RECORDED DATA →
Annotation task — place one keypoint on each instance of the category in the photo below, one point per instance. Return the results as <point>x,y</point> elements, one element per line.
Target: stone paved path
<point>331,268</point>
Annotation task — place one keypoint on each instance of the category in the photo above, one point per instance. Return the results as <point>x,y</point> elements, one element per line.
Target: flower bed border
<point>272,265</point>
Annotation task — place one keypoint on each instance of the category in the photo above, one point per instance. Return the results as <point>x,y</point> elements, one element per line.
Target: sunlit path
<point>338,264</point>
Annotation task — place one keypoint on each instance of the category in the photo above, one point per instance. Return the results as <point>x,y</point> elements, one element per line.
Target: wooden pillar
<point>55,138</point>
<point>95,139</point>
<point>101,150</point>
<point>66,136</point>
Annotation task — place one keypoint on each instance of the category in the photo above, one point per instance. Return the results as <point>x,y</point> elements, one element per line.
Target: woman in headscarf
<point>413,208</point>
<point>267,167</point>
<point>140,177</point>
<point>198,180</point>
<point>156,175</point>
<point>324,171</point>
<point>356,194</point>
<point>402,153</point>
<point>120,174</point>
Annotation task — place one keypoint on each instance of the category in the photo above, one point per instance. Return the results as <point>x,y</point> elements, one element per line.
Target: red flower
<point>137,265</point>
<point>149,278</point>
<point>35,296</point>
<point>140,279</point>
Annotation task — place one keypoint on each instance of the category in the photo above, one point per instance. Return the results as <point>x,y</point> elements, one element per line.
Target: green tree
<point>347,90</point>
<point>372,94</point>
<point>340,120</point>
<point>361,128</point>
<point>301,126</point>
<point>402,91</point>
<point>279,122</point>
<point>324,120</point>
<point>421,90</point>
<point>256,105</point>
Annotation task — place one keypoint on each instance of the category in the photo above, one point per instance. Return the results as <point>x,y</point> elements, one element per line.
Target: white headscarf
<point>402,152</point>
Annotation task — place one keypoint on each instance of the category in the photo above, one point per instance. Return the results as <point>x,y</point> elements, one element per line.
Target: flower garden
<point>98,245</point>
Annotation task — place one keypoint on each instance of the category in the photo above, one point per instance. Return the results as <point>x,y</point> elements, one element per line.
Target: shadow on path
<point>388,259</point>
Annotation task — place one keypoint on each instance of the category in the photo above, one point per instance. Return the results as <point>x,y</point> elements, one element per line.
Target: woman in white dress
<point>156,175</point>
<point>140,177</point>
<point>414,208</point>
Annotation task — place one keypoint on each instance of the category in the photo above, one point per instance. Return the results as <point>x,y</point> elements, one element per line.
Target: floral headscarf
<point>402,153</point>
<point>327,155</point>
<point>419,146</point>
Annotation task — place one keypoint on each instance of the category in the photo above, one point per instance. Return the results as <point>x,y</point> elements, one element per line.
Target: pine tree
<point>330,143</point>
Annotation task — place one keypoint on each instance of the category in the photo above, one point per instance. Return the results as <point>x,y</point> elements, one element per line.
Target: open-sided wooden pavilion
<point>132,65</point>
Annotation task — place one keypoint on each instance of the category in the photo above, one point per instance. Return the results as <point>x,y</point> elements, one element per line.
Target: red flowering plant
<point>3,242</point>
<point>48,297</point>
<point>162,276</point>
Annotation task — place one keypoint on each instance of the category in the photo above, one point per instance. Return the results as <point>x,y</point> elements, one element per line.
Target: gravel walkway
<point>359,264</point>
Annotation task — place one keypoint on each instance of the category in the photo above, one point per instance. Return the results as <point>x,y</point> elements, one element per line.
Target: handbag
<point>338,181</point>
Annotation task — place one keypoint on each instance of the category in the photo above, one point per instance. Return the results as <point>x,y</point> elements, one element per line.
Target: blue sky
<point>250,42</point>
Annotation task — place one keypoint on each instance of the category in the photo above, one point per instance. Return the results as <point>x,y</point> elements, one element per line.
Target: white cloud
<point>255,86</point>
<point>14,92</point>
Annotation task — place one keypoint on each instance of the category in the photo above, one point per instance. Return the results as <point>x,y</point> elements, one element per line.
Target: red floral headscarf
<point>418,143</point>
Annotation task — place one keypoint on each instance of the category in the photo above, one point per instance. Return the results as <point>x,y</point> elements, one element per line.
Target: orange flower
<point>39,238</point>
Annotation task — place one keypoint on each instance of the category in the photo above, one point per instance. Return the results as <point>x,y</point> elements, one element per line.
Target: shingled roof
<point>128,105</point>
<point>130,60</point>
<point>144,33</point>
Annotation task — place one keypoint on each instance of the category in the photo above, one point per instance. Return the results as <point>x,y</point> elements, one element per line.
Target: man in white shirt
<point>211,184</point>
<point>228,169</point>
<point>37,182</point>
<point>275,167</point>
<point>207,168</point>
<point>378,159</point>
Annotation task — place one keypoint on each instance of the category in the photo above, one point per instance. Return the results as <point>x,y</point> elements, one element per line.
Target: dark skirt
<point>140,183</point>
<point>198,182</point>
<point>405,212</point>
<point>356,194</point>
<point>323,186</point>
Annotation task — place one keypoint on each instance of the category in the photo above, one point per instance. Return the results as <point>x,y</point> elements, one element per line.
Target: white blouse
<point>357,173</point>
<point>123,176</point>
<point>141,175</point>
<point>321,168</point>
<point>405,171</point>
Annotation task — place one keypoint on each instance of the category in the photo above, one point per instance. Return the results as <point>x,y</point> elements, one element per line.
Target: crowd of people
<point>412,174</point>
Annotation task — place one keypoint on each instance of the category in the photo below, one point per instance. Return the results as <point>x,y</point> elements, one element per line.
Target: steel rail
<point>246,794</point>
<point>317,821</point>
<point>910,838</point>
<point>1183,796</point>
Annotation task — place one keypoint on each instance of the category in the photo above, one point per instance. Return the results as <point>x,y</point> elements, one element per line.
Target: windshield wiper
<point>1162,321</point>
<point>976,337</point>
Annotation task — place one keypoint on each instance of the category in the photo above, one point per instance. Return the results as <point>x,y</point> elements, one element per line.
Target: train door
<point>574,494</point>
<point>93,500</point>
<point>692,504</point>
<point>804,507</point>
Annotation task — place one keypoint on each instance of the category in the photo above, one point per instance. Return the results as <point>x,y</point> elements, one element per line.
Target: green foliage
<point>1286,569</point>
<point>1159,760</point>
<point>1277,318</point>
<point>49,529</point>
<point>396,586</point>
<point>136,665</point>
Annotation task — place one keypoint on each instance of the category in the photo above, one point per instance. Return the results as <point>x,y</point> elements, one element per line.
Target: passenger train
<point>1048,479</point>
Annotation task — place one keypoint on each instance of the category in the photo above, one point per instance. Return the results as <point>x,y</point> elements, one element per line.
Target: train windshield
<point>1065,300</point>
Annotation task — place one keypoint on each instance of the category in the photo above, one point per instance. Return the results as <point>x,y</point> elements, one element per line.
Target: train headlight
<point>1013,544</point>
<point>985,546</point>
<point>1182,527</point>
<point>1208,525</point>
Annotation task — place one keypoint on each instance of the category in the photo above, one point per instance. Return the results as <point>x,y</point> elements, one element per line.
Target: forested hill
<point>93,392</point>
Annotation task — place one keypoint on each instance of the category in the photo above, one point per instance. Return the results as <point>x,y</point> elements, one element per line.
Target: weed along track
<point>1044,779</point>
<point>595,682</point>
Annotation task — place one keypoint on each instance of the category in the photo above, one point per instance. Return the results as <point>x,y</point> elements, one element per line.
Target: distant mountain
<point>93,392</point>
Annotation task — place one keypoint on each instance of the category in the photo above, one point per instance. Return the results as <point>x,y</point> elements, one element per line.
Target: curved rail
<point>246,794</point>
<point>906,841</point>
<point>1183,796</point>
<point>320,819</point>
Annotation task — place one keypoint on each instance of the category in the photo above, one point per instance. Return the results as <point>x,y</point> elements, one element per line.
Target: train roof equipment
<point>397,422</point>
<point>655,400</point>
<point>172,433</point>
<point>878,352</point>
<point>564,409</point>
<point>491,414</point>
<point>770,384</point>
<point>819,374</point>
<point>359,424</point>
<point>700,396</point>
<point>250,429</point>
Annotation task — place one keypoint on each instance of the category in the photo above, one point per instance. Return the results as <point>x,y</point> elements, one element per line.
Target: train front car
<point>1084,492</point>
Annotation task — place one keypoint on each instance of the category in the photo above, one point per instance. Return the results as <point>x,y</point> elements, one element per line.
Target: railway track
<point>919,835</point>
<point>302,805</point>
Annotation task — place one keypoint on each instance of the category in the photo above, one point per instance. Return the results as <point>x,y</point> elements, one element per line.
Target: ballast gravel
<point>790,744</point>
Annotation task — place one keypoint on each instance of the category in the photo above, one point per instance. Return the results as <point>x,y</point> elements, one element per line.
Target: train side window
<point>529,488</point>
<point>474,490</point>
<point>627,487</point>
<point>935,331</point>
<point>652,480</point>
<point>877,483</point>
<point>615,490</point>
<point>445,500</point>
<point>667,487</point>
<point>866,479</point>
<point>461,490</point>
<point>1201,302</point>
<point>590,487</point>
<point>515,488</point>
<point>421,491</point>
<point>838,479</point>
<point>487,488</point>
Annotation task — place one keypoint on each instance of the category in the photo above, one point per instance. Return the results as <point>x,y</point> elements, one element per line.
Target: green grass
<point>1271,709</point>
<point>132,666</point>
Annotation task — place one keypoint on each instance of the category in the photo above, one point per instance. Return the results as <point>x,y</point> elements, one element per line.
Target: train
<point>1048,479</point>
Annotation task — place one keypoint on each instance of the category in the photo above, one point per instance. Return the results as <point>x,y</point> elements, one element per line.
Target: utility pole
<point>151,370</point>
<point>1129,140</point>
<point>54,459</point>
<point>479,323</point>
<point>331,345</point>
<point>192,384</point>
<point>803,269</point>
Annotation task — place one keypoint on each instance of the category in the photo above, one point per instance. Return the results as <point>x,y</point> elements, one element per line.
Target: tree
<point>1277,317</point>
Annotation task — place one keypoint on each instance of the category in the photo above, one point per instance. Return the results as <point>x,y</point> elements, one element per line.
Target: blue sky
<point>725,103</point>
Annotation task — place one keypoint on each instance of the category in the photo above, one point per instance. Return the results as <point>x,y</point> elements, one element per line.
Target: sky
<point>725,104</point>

GIVEN EXERCISE → Rewrite the lines from the very first one through the line with "<point>331,268</point>", putting "cobblestone walkway" in place of "stone paved path" and leaving everything else as it is.

RESPONSE →
Annotation task — place one keypoint on each instance of the category in the photo below, one point per instance. Return the results as <point>x,y</point> elements, one element per line.
Target: cobblestone walkway
<point>331,268</point>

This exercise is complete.